* OBJECTIVE
Rewrite the listing below with "Drop a point" swapped for "Place a marker" throughout, changing nothing else. Leave the pictures out.

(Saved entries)
-=-=-=-=-

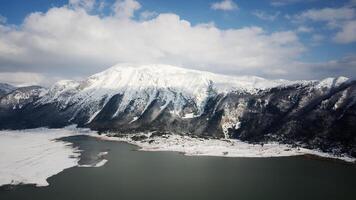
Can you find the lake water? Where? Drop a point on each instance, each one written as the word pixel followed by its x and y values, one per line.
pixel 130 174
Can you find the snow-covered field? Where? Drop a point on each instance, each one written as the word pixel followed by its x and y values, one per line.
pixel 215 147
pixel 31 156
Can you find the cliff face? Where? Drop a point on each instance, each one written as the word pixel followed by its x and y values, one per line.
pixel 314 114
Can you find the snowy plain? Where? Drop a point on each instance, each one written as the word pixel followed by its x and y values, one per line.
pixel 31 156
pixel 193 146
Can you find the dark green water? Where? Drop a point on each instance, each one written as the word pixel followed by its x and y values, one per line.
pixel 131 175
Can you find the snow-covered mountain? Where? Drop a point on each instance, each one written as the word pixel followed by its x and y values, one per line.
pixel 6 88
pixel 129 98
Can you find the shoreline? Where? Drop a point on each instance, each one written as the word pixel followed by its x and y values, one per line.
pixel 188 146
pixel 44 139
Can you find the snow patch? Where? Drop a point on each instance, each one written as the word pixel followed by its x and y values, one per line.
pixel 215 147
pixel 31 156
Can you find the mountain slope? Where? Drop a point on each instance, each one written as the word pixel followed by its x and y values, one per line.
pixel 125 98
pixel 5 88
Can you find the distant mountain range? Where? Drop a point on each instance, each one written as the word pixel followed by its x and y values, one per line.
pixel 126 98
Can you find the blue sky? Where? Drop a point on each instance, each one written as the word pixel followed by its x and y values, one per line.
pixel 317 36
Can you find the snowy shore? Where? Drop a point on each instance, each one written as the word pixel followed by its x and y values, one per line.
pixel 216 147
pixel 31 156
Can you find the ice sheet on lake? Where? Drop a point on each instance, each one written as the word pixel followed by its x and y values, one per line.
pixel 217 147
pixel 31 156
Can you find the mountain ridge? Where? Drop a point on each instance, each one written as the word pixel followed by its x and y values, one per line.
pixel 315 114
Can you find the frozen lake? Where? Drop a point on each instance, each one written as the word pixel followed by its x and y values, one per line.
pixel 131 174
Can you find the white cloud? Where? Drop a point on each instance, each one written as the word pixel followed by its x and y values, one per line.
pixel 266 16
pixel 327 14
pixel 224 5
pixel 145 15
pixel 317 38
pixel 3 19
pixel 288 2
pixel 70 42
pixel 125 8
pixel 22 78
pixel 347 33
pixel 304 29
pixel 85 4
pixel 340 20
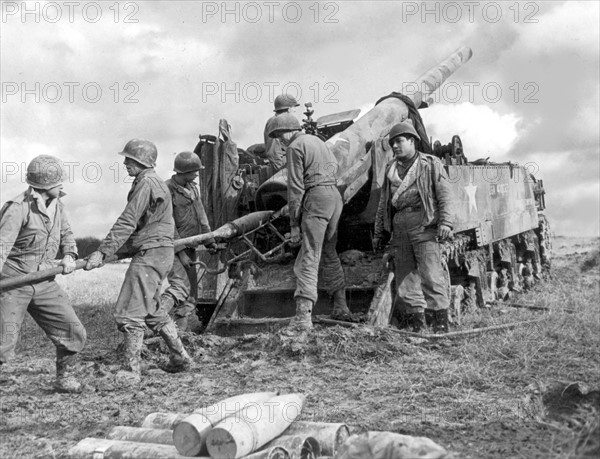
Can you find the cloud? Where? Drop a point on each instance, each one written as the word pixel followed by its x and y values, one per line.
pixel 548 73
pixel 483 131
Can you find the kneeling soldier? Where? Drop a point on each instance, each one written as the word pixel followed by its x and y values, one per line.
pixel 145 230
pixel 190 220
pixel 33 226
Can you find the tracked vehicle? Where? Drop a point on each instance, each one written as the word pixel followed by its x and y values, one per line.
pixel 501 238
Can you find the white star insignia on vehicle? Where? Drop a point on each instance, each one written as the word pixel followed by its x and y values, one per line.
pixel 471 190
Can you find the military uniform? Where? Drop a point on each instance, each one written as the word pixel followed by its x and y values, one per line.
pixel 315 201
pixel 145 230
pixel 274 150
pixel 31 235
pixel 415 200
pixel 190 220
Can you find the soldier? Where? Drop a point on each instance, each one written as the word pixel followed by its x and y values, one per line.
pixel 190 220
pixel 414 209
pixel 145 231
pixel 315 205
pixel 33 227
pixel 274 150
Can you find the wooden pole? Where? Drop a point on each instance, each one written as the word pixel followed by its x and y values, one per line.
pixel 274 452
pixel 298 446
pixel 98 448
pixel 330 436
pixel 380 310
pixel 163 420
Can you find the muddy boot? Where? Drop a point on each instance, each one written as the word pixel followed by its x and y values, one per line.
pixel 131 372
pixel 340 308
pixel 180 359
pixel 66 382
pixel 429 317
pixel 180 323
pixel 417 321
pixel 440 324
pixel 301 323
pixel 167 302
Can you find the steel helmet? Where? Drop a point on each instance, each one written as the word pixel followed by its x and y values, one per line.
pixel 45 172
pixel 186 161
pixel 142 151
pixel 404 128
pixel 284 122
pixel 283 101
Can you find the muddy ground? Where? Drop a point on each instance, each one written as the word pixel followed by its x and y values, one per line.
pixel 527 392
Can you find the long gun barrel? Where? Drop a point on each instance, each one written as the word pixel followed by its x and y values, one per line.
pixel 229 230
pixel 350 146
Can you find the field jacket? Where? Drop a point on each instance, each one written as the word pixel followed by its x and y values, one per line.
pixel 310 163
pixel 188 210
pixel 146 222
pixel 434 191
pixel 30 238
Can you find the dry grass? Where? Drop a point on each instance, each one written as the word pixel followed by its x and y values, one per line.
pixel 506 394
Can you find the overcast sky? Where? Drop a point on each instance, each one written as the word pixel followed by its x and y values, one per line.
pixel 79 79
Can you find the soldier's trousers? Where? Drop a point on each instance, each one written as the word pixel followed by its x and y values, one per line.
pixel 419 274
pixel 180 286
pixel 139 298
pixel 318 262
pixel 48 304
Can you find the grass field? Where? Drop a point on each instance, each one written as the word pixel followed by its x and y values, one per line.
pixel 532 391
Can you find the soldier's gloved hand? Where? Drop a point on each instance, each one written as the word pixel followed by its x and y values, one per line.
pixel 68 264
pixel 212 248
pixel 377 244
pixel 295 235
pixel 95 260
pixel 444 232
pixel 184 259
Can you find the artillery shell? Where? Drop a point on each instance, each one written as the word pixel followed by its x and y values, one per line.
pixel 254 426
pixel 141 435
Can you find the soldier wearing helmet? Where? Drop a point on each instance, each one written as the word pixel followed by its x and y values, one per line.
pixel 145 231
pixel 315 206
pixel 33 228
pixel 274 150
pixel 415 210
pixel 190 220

-=-=-=-=-

* EXERCISE SOLUTION
Can you find the lake water? Where? Place a marker on each instance, each one written as the word pixel followed by its x and y values, one per line.
pixel 130 174
Can you find the snow-covered field? Where? Place a marker on each instance, each one written as the word pixel followed by its x and y values, one per line.
pixel 215 147
pixel 31 156
Can you find the cliff face? Where? Place a marker on each instance, each one written as the word pixel followed by its x and y values, one per line.
pixel 314 114
Can you find the snowy plain? Where? Place a marker on each instance, each one written as the word pixel followed by its x and y values, one per line.
pixel 31 156
pixel 193 146
Can you find the dark green water? Where? Place a marker on each instance, each one written as the word pixel followed by its x and y values, one per line.
pixel 131 175
Can you find the snow-covered mountain? Where? Place a marker on each instance, each one written as the word pixel followed by its x and y values, one per line.
pixel 6 88
pixel 129 98
Can you find the shoreline? Where? Place a marker on each instance, each one written as the word pixel followed by its x and y values, one per line.
pixel 188 146
pixel 44 139
Can you find the snow patch? Where? Place a marker on each instance, each one written as the word pixel followed by its x and y values, one per line.
pixel 215 147
pixel 31 156
Can you find the mountain slope? Where? Place a marker on each instance, each one written as the word pixel followed by its x and y values, one per line.
pixel 125 98
pixel 5 88
Can you find the distant mountain range? Where? Place a marker on each instance, each one written as the word pixel followed by its x and y values, one per line.
pixel 126 98
Can you find the blue sky? Where? Place a marker on each instance, each one written as the word pixel followed by its x and y values, one per line.
pixel 317 36
Can you find the snowy shore? Where? Place a marker on each instance, each one written as the word pixel followed by its x and y values, one per line.
pixel 216 147
pixel 31 156
Can you find the ice sheet on lake? Where? Place a marker on each instance, each one written as the word pixel followed by its x and y values, one per line.
pixel 217 147
pixel 31 156
Can you find the mountain ridge? Where? Place a marker on each instance, each one written as the word pixel followed by its x and y values, one per line.
pixel 315 114
Can you find the frozen lake? Where? Place a marker on each instance, each one written as the word pixel followed by its x and y values, one per line.
pixel 131 174
Can you find the white cloud? Where? Place a marker on each instance, each one written as the word pixel followed by its x and y values, one per line.
pixel 266 16
pixel 327 14
pixel 224 5
pixel 145 15
pixel 317 38
pixel 3 19
pixel 288 2
pixel 70 42
pixel 125 8
pixel 22 78
pixel 347 33
pixel 304 29
pixel 85 4
pixel 340 20
Can you find the cloud? Where? Place a marker on each instance, each one written as the word pixel followed by its x and y values, one per line.
pixel 548 73
pixel 483 131
Can you find the kneeling soldier? Where? Place a marker on each instance, each one written as the word pixel followed by its x and y values, one per line.
pixel 145 230
pixel 190 220
pixel 33 226
Can you find the tracked vehicle? Where? Place a marker on each instance, each one written as the word pixel followed by its x and y values, one per line.
pixel 501 238
Can you find the white star insignia on vehicle? Where? Place a marker on each instance, each one written as the word pixel followed by its x and y values, one per line.
pixel 471 190
Can you find the military uniform? Where? Place a marker on each instance, each one written as the word pixel followed by its x and y values, one per line.
pixel 315 201
pixel 145 230
pixel 274 150
pixel 31 235
pixel 415 200
pixel 190 220
Can you find the soldier? Where? Place a marker on each instance, each one written as the word pixel followed by its x and y values, one per line.
pixel 190 220
pixel 414 209
pixel 145 231
pixel 315 205
pixel 33 227
pixel 274 150
Can you find the wooden pole? Where? Place a marker on each instance, each one written as the word pixel followed by its x and y values, one per line.
pixel 274 452
pixel 298 446
pixel 98 448
pixel 330 436
pixel 380 310
pixel 163 420
Can you find the muddy boot? Where? Place a marker on each instance, each one written as the word pixel followed by its x and y values, one per line.
pixel 131 372
pixel 340 308
pixel 180 359
pixel 66 382
pixel 429 317
pixel 180 323
pixel 417 321
pixel 440 324
pixel 301 323
pixel 167 302
Can you find the steel helmet? Where? Place a marker on each instance, each one written as the word pixel followed by its x and y values, one per line.
pixel 45 172
pixel 186 161
pixel 142 151
pixel 404 128
pixel 284 122
pixel 283 101
Can you find the muddy ground? Where? Place a marker on each instance, each one written as the word pixel followed by its x and y values, one per line.
pixel 527 392
Can you find the long gun barrel? Where? Place a marker on each instance, each one written as the word pixel followed by its x and y values, one per line.
pixel 229 230
pixel 350 146
Can you find the field jacket? Where? Place a marker on each instance, each one written as the word pixel followed by its x and y values, one per line.
pixel 310 163
pixel 188 210
pixel 146 222
pixel 434 191
pixel 30 238
Can you find the dry grass? Where? Place a marker on each instance, each one written as the word pixel followed by its x and y values, one per line.
pixel 506 394
Can you find the overcast sky? Where? Place a marker on each instance, each one written as the word pixel followed by its x and y values, one per line.
pixel 79 79
Can you find the soldier's trousers? Where? Place a marker on each instance, each one written as the word pixel followed by its x and y values, one per line.
pixel 419 274
pixel 180 286
pixel 139 298
pixel 318 262
pixel 48 304
Can you find the grass field? Where? Place a marker on each instance, each one written as the word pixel followed by its x and y values, one per line.
pixel 532 391
Can you find the soldier's gloved hand? Where? Place a marker on each instance, each one written as the word pixel followed by its x and y values, one per line.
pixel 68 264
pixel 212 248
pixel 377 244
pixel 295 235
pixel 95 260
pixel 444 232
pixel 184 259
Can you find the artillery shell? Where? Place a marker on each instance, each one written as the word pixel followed by its x and y values, one per line.
pixel 254 426
pixel 141 435
Can you find the soldier wearing helmet? Where? Place a marker on each instance, each one written as the word pixel followed by its x and y values, one per line.
pixel 145 231
pixel 315 206
pixel 33 228
pixel 274 150
pixel 415 210
pixel 190 220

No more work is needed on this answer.